LISTED RECORDS.
• • • •
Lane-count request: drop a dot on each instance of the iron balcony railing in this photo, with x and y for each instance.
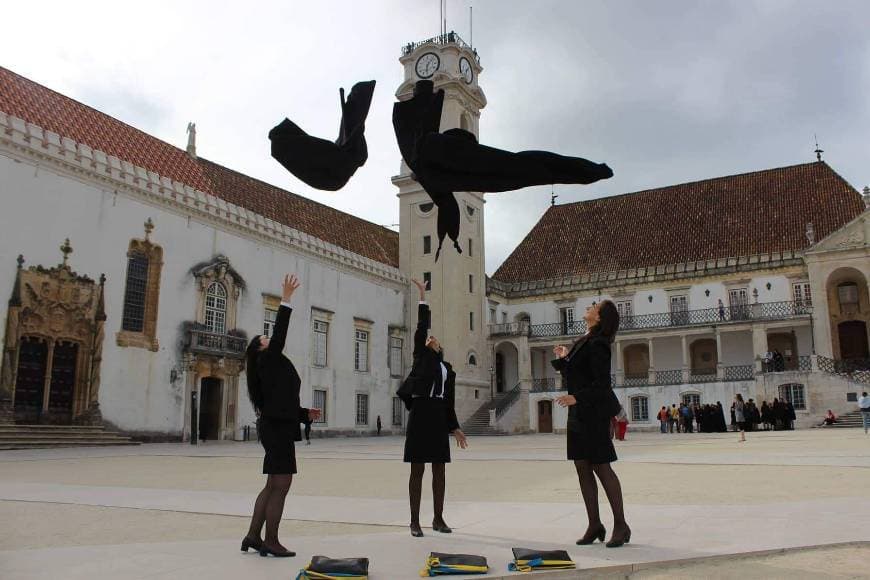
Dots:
(765, 311)
(545, 385)
(204, 342)
(442, 39)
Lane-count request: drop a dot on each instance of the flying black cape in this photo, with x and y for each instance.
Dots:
(320, 163)
(444, 163)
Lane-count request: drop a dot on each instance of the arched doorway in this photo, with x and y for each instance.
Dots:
(545, 416)
(210, 395)
(853, 339)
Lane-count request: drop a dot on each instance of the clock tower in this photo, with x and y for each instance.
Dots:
(457, 282)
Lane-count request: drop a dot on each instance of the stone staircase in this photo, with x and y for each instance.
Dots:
(847, 420)
(478, 423)
(40, 436)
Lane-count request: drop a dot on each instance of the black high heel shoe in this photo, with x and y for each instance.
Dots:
(265, 551)
(616, 542)
(591, 535)
(251, 544)
(441, 527)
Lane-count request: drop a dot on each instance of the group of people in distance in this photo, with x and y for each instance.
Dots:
(429, 394)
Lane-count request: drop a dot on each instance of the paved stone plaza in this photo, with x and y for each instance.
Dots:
(179, 511)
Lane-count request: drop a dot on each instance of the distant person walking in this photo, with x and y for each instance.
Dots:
(864, 405)
(740, 416)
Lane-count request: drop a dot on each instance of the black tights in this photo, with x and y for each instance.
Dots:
(586, 472)
(269, 508)
(415, 491)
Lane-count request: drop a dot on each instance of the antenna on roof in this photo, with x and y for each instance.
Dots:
(818, 151)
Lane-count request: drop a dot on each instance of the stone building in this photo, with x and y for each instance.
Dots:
(135, 272)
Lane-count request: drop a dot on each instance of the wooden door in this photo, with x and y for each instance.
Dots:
(545, 416)
(30, 382)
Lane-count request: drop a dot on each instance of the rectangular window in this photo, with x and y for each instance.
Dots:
(362, 409)
(321, 341)
(639, 409)
(566, 317)
(134, 293)
(318, 401)
(395, 356)
(361, 351)
(679, 310)
(794, 394)
(397, 411)
(269, 316)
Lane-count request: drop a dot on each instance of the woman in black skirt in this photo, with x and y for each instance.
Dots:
(591, 405)
(273, 386)
(429, 394)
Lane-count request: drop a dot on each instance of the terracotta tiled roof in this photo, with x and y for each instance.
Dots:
(739, 215)
(55, 112)
(342, 229)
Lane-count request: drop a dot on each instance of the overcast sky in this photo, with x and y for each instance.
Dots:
(665, 92)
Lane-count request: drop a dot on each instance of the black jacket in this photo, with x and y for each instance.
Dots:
(278, 378)
(426, 371)
(586, 371)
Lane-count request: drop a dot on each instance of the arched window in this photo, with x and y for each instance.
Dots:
(639, 408)
(216, 308)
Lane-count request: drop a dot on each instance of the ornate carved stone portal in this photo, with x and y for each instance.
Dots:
(53, 347)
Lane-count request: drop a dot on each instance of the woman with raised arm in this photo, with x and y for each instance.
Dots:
(591, 405)
(273, 386)
(429, 394)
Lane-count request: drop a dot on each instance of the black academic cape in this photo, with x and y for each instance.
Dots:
(426, 372)
(279, 380)
(325, 164)
(444, 163)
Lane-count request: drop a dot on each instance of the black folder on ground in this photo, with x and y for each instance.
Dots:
(324, 568)
(441, 564)
(444, 163)
(325, 164)
(527, 560)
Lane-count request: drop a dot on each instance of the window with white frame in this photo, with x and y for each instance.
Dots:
(361, 350)
(398, 407)
(362, 409)
(794, 394)
(269, 316)
(318, 401)
(320, 330)
(802, 294)
(640, 408)
(395, 356)
(216, 308)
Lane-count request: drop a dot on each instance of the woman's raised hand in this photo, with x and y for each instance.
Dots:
(421, 287)
(289, 286)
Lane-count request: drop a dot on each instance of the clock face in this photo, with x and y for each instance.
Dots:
(465, 70)
(427, 64)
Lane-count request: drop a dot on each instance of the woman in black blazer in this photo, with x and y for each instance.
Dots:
(429, 394)
(273, 386)
(591, 405)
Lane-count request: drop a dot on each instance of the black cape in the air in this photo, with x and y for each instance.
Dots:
(325, 164)
(452, 161)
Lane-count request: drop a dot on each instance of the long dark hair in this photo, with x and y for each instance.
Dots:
(252, 356)
(608, 320)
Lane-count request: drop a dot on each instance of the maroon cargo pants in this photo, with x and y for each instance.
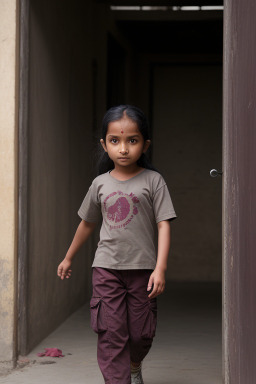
• • • •
Output the data above without changes, apart from leaving out the pictures.

Lane-count request: drop a dot on each instance of the iron balcony railing in this photo, with x and y for each instance.
Dots:
(765, 311)
(545, 385)
(204, 342)
(442, 39)
Lane-count request: drop a dot on each instance of the flying black cape in this photo, with x and y for each instance.
Dots:
(320, 163)
(444, 163)
Lane-count request: drop a dot on each instance of the arched doorway in this photo, with x and y for each instance.
Dots:
(545, 416)
(210, 395)
(853, 339)
Lane-count request: drop a dot on each instance of the clock tower in this photo, with x and y for each instance.
Dots:
(457, 282)
Lane-count request: drop a dot on each instance of the stone staircase in this photo, with x and y for each instance.
Dots:
(847, 420)
(478, 423)
(40, 436)
Lane-count request: drop a dot on each instance of the black high heel shoe in this photo, with x and y for each instance.
Dots:
(265, 551)
(616, 542)
(591, 535)
(251, 544)
(441, 527)
Lane-count request: drop a dot on each instance of the group of people in distance in this photo, with x and y for each instance.
Dots:
(429, 394)
Lane-count request: drop a dot on each instance of the paved stone plaza in this photo, with x and y for each instance.
Dots:
(179, 511)
Lane-count request: drop a dot on each instance of the distant person walking in this photo, with x and y for each instance.
Dots:
(864, 405)
(740, 416)
Lane-count request: drop a dot on each instance of the black tights in this photo, with x and y for each instance.
Dots:
(586, 472)
(269, 508)
(415, 491)
Lane-count request: drop a dot on each instance of the antenna on roof in this photo, with x and y for each instance.
Dots:
(818, 151)
Lane-count request: drop a dot on each instance of the stone building in this photo, with x and y for each instance.
Dots:
(135, 272)
Lane-count request: drop a dot on each instance of the wooden door in this photo, with x and y for each instance.
Dots:
(545, 416)
(30, 382)
Lane-count request: drop a dot on each instance of the rectangular window in this photo, with x and y for each instance.
Dots:
(362, 409)
(321, 341)
(639, 409)
(566, 317)
(134, 293)
(318, 401)
(395, 356)
(361, 351)
(679, 310)
(794, 394)
(397, 411)
(269, 316)
Lane-count request: drop a dot on each instance of the woman in black skirt in this photo, with x and y for each instance.
Dots:
(591, 405)
(273, 386)
(429, 394)
Lane-count request: drop a dot on each instance of the terracotta tiled roof in this photo, with x and y for each instance.
Dots:
(739, 215)
(55, 112)
(342, 229)
Lane-count request: drop a dot on each instance of the overcast sky in this photo, with x and y for each instance.
Dots:
(665, 92)
Lane-count request: drop a dot on each instance of the black jacket in this photo, with x and y for each instance.
Dots:
(278, 378)
(426, 371)
(586, 371)
Lane-count request: drop a dot on each instance of the arched window in this photo, with x and y for each instance.
Dots:
(639, 408)
(216, 308)
Lane-count request: drop a dot on each instance of the ornate carved stone portal in this photo, with x and y for each instance.
Dots:
(53, 347)
Lane-count request: drop a dot on each instance of the woman with raised arm in this photo, with x and y for each instance.
Dots:
(591, 405)
(273, 386)
(429, 394)
Lane-count request: drop a dot on each instance of the black academic cape in this photo, with x and y for each instance.
Dots:
(426, 372)
(279, 380)
(325, 164)
(444, 163)
Lane-count request: drop a dot on each instance of the black folder on ground in this photo, with x and y for each instance.
Dots:
(324, 568)
(441, 564)
(444, 163)
(325, 164)
(527, 560)
Lane-count request: drop a dot on each instance of the window with white frame in this photo, with x and y for each instance.
Dots:
(361, 350)
(398, 407)
(362, 409)
(794, 394)
(269, 316)
(318, 401)
(320, 330)
(802, 294)
(640, 408)
(395, 356)
(216, 308)
Lane-count request: drop a dot on each instance of the woman's raised hand in this photo, with x and y for each instance.
Dots:
(421, 287)
(289, 286)
Lane-count request: drop a dot on each instance of the clock face in this photo, with x and y for each instance.
Dots:
(465, 70)
(427, 64)
Lane-count request: drop a dot on each instance of the woman in black blazer in this photo, with x and y for each instance.
Dots:
(429, 394)
(273, 386)
(591, 405)
Lane-count request: drop a dot on each instance of the black cape in the air in this photo, with x and y for each instance.
Dots:
(325, 164)
(452, 161)
Lane-count request: drop a dot on each instance of the long dark hair in this photo, with x and y for each instance.
Dots:
(252, 356)
(608, 320)
Lane-count request: drop a dot on each instance of the maroon cargo pants in this photo, with x and y for each instance.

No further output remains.